• **Stated exercise**
Collect every line in the material below that contains the string "pattern", and copy each of those lines unchanged.

• **Information provided**
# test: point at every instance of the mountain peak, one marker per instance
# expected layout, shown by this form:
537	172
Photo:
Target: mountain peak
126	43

==

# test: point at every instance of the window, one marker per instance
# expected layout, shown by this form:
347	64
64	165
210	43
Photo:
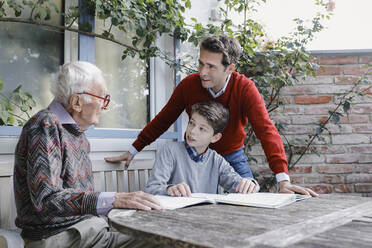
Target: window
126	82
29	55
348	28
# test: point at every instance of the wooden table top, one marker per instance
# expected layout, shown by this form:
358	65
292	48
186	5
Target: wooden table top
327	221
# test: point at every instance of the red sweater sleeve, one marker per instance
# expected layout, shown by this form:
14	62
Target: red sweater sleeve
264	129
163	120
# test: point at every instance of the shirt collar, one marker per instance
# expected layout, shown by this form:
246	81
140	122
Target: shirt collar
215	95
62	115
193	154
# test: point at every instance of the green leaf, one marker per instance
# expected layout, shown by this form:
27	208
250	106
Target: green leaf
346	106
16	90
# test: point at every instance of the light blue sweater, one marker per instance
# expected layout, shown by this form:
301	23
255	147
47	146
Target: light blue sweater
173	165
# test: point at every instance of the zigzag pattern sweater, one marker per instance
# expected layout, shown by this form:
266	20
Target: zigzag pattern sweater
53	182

• **Solution for this task**
# test: point at every instance of the zigzag pattern sweater, one marker per instance
Target: zigzag pattern sweater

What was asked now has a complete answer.